DATASET RECORDS:

§

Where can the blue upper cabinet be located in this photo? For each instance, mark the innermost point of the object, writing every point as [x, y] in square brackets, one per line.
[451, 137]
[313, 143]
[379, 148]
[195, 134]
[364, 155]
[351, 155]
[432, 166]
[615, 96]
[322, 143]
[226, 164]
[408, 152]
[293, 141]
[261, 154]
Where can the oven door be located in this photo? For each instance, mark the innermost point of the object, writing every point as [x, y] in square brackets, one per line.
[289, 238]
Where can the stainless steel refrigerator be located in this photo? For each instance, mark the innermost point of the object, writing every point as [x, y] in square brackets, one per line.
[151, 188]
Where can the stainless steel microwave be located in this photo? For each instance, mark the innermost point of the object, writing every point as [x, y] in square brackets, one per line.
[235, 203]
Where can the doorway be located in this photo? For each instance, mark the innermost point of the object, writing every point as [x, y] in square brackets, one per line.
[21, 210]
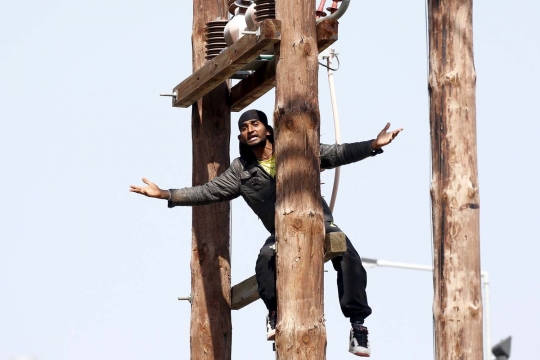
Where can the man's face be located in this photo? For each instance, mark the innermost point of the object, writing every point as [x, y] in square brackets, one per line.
[253, 133]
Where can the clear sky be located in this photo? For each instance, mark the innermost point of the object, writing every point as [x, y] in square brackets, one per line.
[91, 271]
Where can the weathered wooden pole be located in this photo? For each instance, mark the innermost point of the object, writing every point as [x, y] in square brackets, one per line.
[301, 332]
[211, 331]
[457, 306]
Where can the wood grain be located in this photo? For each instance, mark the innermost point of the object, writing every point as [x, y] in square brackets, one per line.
[245, 292]
[211, 329]
[457, 306]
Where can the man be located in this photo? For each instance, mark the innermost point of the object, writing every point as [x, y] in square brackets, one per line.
[252, 176]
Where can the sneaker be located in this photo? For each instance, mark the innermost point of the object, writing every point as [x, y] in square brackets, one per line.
[358, 341]
[271, 326]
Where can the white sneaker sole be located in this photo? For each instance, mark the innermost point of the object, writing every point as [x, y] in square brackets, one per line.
[361, 353]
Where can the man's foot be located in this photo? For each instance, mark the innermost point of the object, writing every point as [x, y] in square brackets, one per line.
[358, 341]
[271, 325]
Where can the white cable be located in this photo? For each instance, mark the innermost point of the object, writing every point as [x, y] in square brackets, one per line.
[336, 124]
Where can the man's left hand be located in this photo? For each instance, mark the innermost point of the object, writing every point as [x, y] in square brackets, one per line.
[384, 138]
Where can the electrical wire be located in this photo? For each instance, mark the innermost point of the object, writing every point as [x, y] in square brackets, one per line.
[328, 67]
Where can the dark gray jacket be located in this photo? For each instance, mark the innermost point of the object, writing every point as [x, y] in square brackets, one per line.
[258, 188]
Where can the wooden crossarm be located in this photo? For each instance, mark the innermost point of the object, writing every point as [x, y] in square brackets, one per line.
[264, 79]
[246, 292]
[226, 64]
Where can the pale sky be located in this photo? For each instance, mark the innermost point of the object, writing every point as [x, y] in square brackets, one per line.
[90, 271]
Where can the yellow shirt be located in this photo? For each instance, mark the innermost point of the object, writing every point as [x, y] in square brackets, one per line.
[269, 165]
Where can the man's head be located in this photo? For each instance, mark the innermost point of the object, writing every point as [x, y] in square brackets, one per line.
[254, 133]
[254, 128]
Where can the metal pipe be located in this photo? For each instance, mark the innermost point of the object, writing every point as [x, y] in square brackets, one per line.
[487, 336]
[485, 285]
[337, 130]
[339, 13]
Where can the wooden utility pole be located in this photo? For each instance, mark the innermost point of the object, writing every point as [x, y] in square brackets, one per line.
[301, 332]
[457, 306]
[211, 330]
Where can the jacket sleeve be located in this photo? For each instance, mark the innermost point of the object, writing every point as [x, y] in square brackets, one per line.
[224, 187]
[342, 154]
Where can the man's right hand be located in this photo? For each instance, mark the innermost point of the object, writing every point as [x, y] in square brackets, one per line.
[152, 190]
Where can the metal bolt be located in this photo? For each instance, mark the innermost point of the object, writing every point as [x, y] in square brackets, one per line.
[188, 298]
[174, 95]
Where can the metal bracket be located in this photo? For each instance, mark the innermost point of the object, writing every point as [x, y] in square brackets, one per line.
[256, 32]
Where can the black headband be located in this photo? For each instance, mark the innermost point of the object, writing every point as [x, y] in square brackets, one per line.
[253, 115]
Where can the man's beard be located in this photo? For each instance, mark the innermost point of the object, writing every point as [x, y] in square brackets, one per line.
[260, 144]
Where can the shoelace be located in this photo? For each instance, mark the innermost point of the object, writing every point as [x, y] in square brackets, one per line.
[361, 335]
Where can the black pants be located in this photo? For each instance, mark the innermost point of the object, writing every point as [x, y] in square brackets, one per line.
[351, 279]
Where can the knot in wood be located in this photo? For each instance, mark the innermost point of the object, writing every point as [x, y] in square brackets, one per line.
[307, 48]
[298, 224]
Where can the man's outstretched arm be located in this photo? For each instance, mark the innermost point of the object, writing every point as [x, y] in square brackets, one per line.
[222, 188]
[342, 154]
[151, 190]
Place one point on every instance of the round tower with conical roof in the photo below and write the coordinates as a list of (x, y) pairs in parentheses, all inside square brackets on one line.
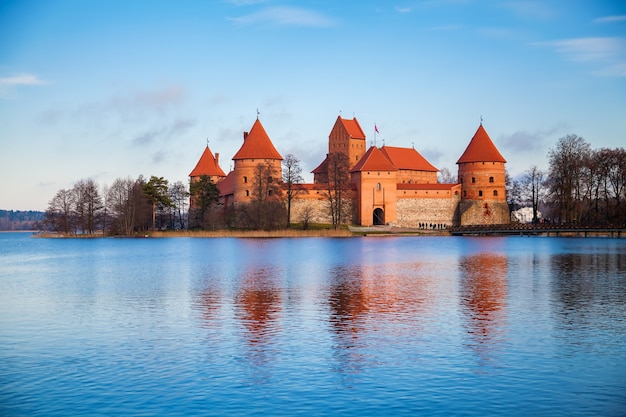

§

EXERCISE OBJECTIVE: Please return the full listing exactly as given, with the images left out.

SOLUTION TO THE PROBLEM:
Where can the blue upper cabinet be located in this photo? For each instance, mark the innermost point of the object, writing every point as [x, y] in square brackets, one per line.
[451, 137]
[313, 143]
[379, 148]
[195, 134]
[364, 155]
[351, 155]
[432, 166]
[615, 96]
[322, 143]
[226, 164]
[408, 152]
[293, 141]
[261, 154]
Where can the oven door be located in this photo? For each instance, mark the innermost point of the object, writing every point as [x, y] in square brackets, one per line.
[289, 238]
Where can the stainless steel refrigerator be located in this photo? For each instance, mark the innermost point of the object, writing every point as [x, y] in square brackets, one per line.
[151, 188]
Where can the stainless steel microwave be located in this photo? For each instance, mark the innermost point of the object, writing every point as [x, y] in square brackets, one per line.
[235, 203]
Where can the doorway be located in this photo? For each instance, mark the innermost point of the object, writing every point as [x, y] in square brackets, one per line.
[21, 210]
Where can the man's face be located in this photo? For each instance, mark the innermost point of the object, writing every point as [x, y] in square brackets, one per line.
[253, 133]
Where can the clear sky be located in this photo? For each instance, mark the innermost point of the object, writing every point as [x, y] in square brackets, one per line.
[91, 271]
Where can the weathered wooden pole be located in this photo? For each instance, mark the innermost point of the object, writing every point as [x, y] in square brackets, one per line.
[301, 332]
[211, 331]
[457, 306]
Where can the wood grain be located in this photo? For each instance, mark the innermost point of the object, writing every point as [x, y] in square brackets, one per line.
[245, 292]
[211, 329]
[457, 306]
Where can the man be located in this photo? For each instance, mark the innermost point of the object, writing every point as [x, y] in square brackets, one per line.
[252, 176]
Where can the sneaker be located in this photo? For each instance, mark the innermost point of the object, writing every point as [x, y] in square brackets, one per line.
[358, 341]
[271, 326]
Where can the white sneaker sole be located in this photo? For each instance, mark the innermost point of the object, writing every point as [x, y] in square brackets, one per line.
[361, 353]
Where can the man's foot be located in this photo? For each instance, mark the innermost point of the object, writing every point as [x, y] in square brackets, one per line.
[358, 341]
[271, 325]
Where can the white cable be located in this photo? For each instance, mark the innermost point of the object, writing every point as [x, y] in square brackets, one per line.
[336, 124]
Where can the man's left hand be located in this photo? For each instance, mark the innermost point of the object, writing every point as [x, y] in square brackets, one per line.
[384, 138]
Where can the electrical wire be located in this photo? For each instance, mark the innermost point of the object, writing every point as [x, y] in square brackets, one per line.
[328, 67]
Where can the dark gray jacket be located in this photo? For each instance, mark the innermost point of the object, writing every point as [x, y] in square brackets, one per line.
[258, 188]
Where can the wooden crossarm be located in this photo? For each instance, mark the innermost point of the object, writing every point as [x, y] in square brackets, one per line.
[264, 79]
[246, 292]
[226, 64]
Where can the pale sky be located in this photo? For each instance, mark the innermost point of the object, writing every point as [x, y] in square brackets, one per line.
[90, 271]
Where can the yellow shirt be located in this photo? For each instance, mark the innermost point of the object, writing every point as [x, y] in square brackets, one per line.
[269, 165]
Where can the man's head be located in this photo? For each instance, mark the innermost point of the object, writing every point as [x, y] in square brackets, one per line.
[254, 133]
[254, 128]
Where can the metal pipe be located in this photo? For each instance, mark the innermost point of the object, writing every point as [x, y] in square brackets, one per line.
[487, 336]
[485, 285]
[337, 130]
[339, 13]
Where can the wooden utility pole be located in this photo? For each instance, mark the innermost point of the object, writing every point as [x, y] in square brackets, one per line.
[301, 332]
[457, 306]
[211, 330]
Where can the jacket sleeve be located in this photo? For each instance, mark the innermost point of the object, writing every point as [x, y] in square brackets, one per line.
[224, 187]
[342, 154]
Where can the man's right hand be located in this photo? For each instance, mark the innermost point of the object, writing every point as [x, y] in square brackets, one per line.
[152, 190]
Where can the metal bolt be located in this photo? For each instance, mark the innermost point of the object, writing every point as [x, y] in square brackets, one per line.
[188, 298]
[174, 95]
Where can the metal bracket be located in this photo? For each instance, mark the innermost point of the object, writing every point as [x, y] in square brackets, one per line.
[256, 32]
Where can the black headband be located in this photo? For each instance, mark the innermost point of the object, writing every point as [x, y] in square brackets, one per line.
[253, 115]
Where can the man's beard be located in this photo? For each instance, mark the innermost point of the object, writing every point as [x, y] in square brackets, one per line.
[260, 144]
Where can the shoelace be located in this photo? For each instance, mark the innermost point of the object, writing every point as [x, y] in square brackets, one per line.
[361, 335]
Where can the black pants be located in this photo? For each instance, mark the innermost point of the object, writing every point as [x, y] in square brackets, one per line.
[351, 279]
Where can the knot in wood be located in this photo? For each instance, mark the innermost point of the object, writing every point as [x, y] in square brackets, one per line.
[307, 48]
[298, 224]
Where can the man's outstretched arm be located in this photo? For each instance, mark the innermost point of the object, writing every point as [x, y] in square brackets, one per line.
[222, 188]
[342, 154]
[151, 190]
Place one point on every instance of the round tower with conical roof in the photo below and write the coordinates as a list of (x, y) pairs in parentheses, all inside square brackets on one line.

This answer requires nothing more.